Actually, considering you idiots think Adam lived for 900+ years, how far a stretch is it that he was 90 feet tall? Oh, and he got around by an all-seeing horse with three heads. And the Garden of Eden was actually in downtown Birmingham, Alabama. Am I hitting close to your stupid fairy tale yet? The fact that Susy said Adam was the first man just triggered the "ignore whatever she says next" alarm.

So? Learn that God isn't nice. If you haven't read the story of Job yet, I'll spoil it for you and tell you that basically God had a bet with the devil that Job would stay faithful even if all his blessings were removed and he was cursed, and Job did, so God won. (That should go without saying because he's supposed to be omnipotent.) But that's where the story ends, Job never gets his children or wife or property or friends back. God is love!

Ah, Chick, you racist ass. The black girl has to get offended at the notion of slaves. Having slaves was very commonplace for a huge chunk of ancient history, as was polygamy and what have you. There is a world outside yours, and it has a history that you might not like. That's the risk you take when you're born. Sorry.

Now she's got some sort of ugly snarl on her face, because she's in Fundie overdrive and her little 7-year-old body isn't an adequate container for her hatred.

Also, lifespans were very short back then, so yes, as disquieting as that is, young marriage was also common. And most Greeks (Athenians, Spartans, etc), Persians, and a host of other ancient Eurasian civilizations didn't consider themselves pedophiles because, again, standards change with time. Also gross, but true.

"His god is not the God of the Bible, even if the Old Testament is one of the holy books of Islam." Just like "gato" has nothing to do with "cat", Allah has nothing to do with God.
★ ★ ★ ★
Requirement 1
Return every line of the records that contains the string "branch", treating uppercase and lowercase as distinct.
The text and the records come from unrelated sources.

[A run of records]
★ ★ ★ ★
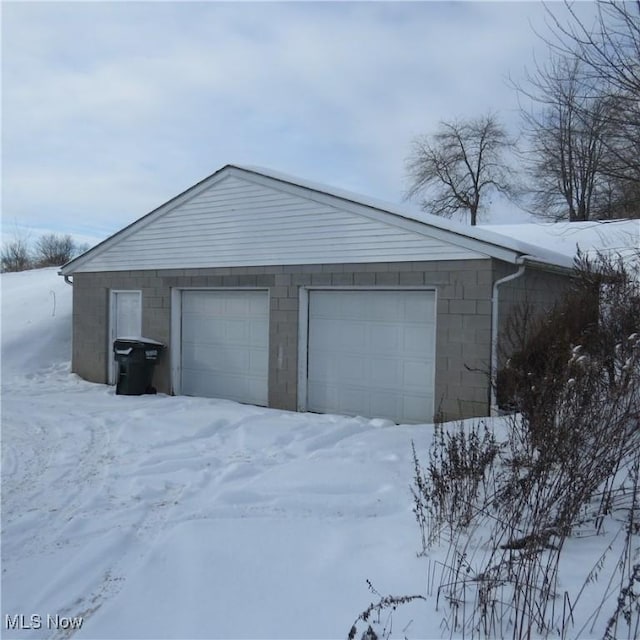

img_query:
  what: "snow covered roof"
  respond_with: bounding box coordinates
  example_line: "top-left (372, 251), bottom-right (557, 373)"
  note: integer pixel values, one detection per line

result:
top-left (483, 220), bottom-right (640, 257)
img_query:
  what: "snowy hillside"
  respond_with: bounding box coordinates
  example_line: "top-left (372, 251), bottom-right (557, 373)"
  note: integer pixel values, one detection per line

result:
top-left (1, 269), bottom-right (636, 639)
top-left (1, 269), bottom-right (432, 638)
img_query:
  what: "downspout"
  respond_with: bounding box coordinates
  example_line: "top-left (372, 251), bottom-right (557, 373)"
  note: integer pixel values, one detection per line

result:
top-left (490, 256), bottom-right (529, 416)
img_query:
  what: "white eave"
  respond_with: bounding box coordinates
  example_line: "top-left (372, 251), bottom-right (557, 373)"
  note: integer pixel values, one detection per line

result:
top-left (60, 165), bottom-right (573, 275)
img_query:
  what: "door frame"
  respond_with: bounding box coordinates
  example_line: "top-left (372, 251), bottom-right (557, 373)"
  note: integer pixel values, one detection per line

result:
top-left (107, 289), bottom-right (142, 384)
top-left (297, 285), bottom-right (438, 412)
top-left (169, 287), bottom-right (271, 396)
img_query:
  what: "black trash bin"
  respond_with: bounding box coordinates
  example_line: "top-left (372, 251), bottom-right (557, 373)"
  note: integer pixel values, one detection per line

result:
top-left (113, 338), bottom-right (164, 396)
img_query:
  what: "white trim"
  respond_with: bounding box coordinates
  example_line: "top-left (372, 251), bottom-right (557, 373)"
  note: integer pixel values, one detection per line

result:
top-left (107, 289), bottom-right (142, 385)
top-left (297, 285), bottom-right (438, 414)
top-left (297, 287), bottom-right (315, 411)
top-left (489, 259), bottom-right (525, 416)
top-left (169, 287), bottom-right (182, 396)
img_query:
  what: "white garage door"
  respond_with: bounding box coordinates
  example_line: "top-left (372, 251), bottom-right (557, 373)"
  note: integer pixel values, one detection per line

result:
top-left (307, 291), bottom-right (435, 422)
top-left (181, 291), bottom-right (269, 405)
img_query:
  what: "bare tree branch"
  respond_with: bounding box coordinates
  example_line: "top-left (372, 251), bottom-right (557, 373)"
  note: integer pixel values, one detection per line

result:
top-left (406, 114), bottom-right (514, 225)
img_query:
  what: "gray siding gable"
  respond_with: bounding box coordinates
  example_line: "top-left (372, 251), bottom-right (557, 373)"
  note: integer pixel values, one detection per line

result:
top-left (61, 165), bottom-right (568, 275)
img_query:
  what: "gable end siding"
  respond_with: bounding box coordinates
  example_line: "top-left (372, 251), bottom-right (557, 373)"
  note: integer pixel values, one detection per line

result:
top-left (72, 175), bottom-right (485, 272)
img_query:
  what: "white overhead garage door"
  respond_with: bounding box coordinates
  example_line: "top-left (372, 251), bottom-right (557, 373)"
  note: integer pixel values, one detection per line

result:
top-left (306, 290), bottom-right (435, 422)
top-left (181, 290), bottom-right (269, 406)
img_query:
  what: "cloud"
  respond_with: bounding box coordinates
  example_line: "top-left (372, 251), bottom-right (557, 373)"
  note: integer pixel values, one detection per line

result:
top-left (2, 2), bottom-right (596, 242)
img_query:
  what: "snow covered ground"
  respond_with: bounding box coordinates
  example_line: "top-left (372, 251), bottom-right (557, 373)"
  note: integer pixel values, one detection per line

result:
top-left (2, 269), bottom-right (431, 638)
top-left (1, 269), bottom-right (636, 639)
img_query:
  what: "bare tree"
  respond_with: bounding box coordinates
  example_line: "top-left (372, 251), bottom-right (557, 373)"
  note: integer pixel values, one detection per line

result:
top-left (545, 0), bottom-right (640, 198)
top-left (406, 114), bottom-right (514, 225)
top-left (514, 56), bottom-right (614, 221)
top-left (36, 233), bottom-right (76, 267)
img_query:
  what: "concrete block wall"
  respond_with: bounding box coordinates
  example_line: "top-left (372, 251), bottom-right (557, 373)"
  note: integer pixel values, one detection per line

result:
top-left (495, 261), bottom-right (571, 366)
top-left (73, 259), bottom-right (494, 420)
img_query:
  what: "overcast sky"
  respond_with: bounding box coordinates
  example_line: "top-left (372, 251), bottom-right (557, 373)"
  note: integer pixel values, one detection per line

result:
top-left (2, 1), bottom-right (600, 248)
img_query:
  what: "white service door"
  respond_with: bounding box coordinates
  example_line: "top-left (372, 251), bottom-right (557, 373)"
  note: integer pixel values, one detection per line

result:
top-left (181, 290), bottom-right (269, 406)
top-left (307, 290), bottom-right (435, 423)
top-left (108, 291), bottom-right (142, 384)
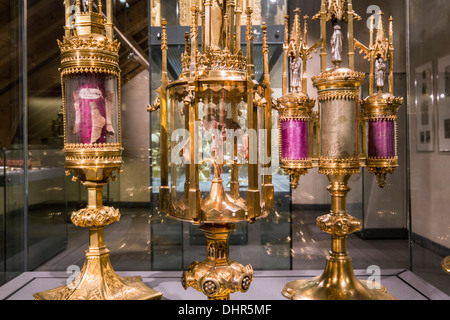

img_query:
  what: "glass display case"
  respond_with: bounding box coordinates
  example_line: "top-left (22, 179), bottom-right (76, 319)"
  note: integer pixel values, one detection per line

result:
top-left (0, 0), bottom-right (450, 295)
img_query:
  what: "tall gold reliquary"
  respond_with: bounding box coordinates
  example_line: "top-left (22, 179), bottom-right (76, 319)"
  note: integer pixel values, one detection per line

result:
top-left (149, 0), bottom-right (273, 299)
top-left (34, 0), bottom-right (161, 300)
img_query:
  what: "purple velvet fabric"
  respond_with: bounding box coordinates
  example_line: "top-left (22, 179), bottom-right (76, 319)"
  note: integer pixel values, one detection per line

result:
top-left (281, 120), bottom-right (309, 160)
top-left (369, 120), bottom-right (396, 158)
top-left (79, 77), bottom-right (106, 144)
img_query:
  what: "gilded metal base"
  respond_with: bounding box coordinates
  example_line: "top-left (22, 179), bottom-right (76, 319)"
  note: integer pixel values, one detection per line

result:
top-left (282, 256), bottom-right (396, 300)
top-left (282, 171), bottom-right (395, 300)
top-left (33, 227), bottom-right (162, 300)
top-left (181, 223), bottom-right (253, 300)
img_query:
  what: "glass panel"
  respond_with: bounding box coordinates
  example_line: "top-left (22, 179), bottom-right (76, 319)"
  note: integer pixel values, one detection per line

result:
top-left (408, 0), bottom-right (450, 294)
top-left (26, 1), bottom-right (70, 270)
top-left (0, 1), bottom-right (28, 285)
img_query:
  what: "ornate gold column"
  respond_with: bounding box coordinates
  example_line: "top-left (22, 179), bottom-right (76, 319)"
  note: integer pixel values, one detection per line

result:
top-left (34, 0), bottom-right (162, 300)
top-left (282, 173), bottom-right (395, 300)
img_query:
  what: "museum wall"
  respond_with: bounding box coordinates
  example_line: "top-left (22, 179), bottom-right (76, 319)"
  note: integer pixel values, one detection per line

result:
top-left (409, 0), bottom-right (450, 248)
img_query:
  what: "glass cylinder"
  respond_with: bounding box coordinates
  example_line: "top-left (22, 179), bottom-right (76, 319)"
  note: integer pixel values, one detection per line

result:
top-left (368, 120), bottom-right (397, 159)
top-left (312, 67), bottom-right (365, 174)
top-left (63, 72), bottom-right (120, 146)
top-left (278, 93), bottom-right (315, 169)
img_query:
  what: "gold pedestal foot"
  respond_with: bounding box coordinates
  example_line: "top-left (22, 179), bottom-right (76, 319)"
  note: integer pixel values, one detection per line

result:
top-left (33, 227), bottom-right (162, 300)
top-left (282, 252), bottom-right (396, 300)
top-left (282, 174), bottom-right (395, 300)
top-left (181, 223), bottom-right (253, 300)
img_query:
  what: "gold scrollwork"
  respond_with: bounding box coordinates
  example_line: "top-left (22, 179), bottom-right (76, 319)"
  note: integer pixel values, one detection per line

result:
top-left (70, 206), bottom-right (120, 228)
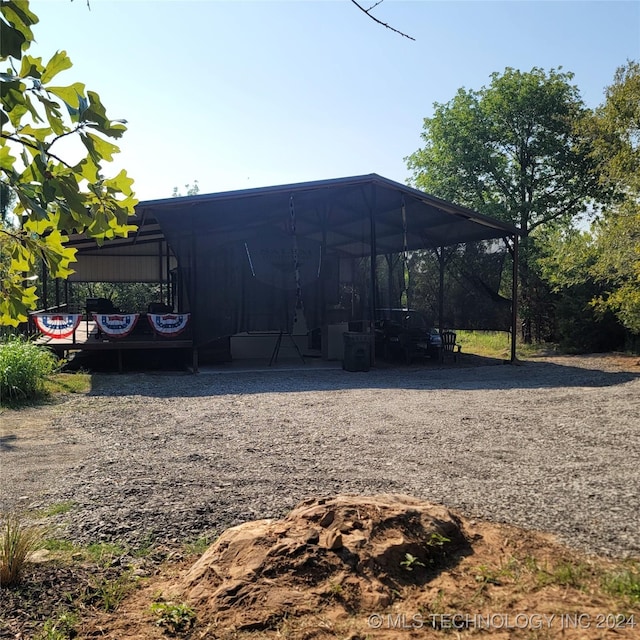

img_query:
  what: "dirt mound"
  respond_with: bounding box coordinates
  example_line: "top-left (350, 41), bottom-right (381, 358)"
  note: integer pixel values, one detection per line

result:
top-left (78, 494), bottom-right (640, 640)
top-left (170, 495), bottom-right (470, 630)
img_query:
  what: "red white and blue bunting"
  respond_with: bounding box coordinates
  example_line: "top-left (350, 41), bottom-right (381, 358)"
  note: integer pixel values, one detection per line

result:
top-left (147, 313), bottom-right (191, 336)
top-left (33, 313), bottom-right (82, 338)
top-left (93, 313), bottom-right (140, 338)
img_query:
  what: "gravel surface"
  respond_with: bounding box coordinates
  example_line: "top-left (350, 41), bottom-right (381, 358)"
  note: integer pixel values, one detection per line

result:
top-left (0, 356), bottom-right (640, 556)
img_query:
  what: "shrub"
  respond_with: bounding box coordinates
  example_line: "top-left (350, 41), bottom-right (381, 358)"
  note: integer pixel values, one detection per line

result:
top-left (0, 515), bottom-right (41, 587)
top-left (0, 338), bottom-right (56, 404)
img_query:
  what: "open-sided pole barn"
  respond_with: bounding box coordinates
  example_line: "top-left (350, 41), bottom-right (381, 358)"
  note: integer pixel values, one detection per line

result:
top-left (50, 174), bottom-right (518, 370)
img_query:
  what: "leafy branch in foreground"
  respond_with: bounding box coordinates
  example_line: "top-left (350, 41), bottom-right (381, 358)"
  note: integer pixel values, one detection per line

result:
top-left (0, 0), bottom-right (137, 326)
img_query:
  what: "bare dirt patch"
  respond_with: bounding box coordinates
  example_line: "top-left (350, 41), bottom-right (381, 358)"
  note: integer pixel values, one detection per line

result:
top-left (0, 356), bottom-right (640, 639)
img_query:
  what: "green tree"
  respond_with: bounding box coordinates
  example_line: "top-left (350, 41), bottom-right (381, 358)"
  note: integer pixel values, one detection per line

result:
top-left (406, 68), bottom-right (607, 342)
top-left (0, 0), bottom-right (137, 326)
top-left (587, 61), bottom-right (640, 335)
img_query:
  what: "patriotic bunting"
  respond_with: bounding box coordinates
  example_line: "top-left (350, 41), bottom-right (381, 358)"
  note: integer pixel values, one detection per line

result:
top-left (147, 313), bottom-right (191, 336)
top-left (33, 313), bottom-right (82, 338)
top-left (93, 313), bottom-right (140, 338)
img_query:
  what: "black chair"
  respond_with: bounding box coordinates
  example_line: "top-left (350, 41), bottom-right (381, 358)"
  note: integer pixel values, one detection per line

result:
top-left (84, 298), bottom-right (118, 340)
top-left (147, 302), bottom-right (173, 313)
top-left (441, 331), bottom-right (462, 362)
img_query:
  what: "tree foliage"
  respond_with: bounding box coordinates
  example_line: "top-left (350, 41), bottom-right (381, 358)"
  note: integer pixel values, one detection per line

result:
top-left (591, 61), bottom-right (640, 334)
top-left (542, 62), bottom-right (640, 334)
top-left (0, 0), bottom-right (137, 326)
top-left (406, 68), bottom-right (608, 341)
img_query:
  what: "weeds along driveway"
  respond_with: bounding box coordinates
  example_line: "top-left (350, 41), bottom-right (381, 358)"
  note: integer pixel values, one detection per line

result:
top-left (0, 357), bottom-right (640, 556)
★ ★ ★ ★
Requirement 2
Echo word for word the text on religious belief, everything from "Now she's got" down to "do with God.".

Output 1
  what: "bare tree branch"
  what: "leafy branch in foreground"

Output 2
Now she's got some sort of ugly snarl on her face, because she's in Fundie overdrive and her little 7-year-old body isn't an adequate container for her hatred.

Also, lifespans were very short back then, so yes, as disquieting as that is, young marriage was also common. And most Greeks (Athenians, Spartans, etc), Persians, and a host of other ancient Eurasian civilizations didn't consider themselves pedophiles because, again, standards change with time. Also gross, but true.

"His god is not the God of the Bible, even if the Old Testament is one of the holy books of Islam." Just like "gato" has nothing to do with "cat", Allah has nothing to do with God.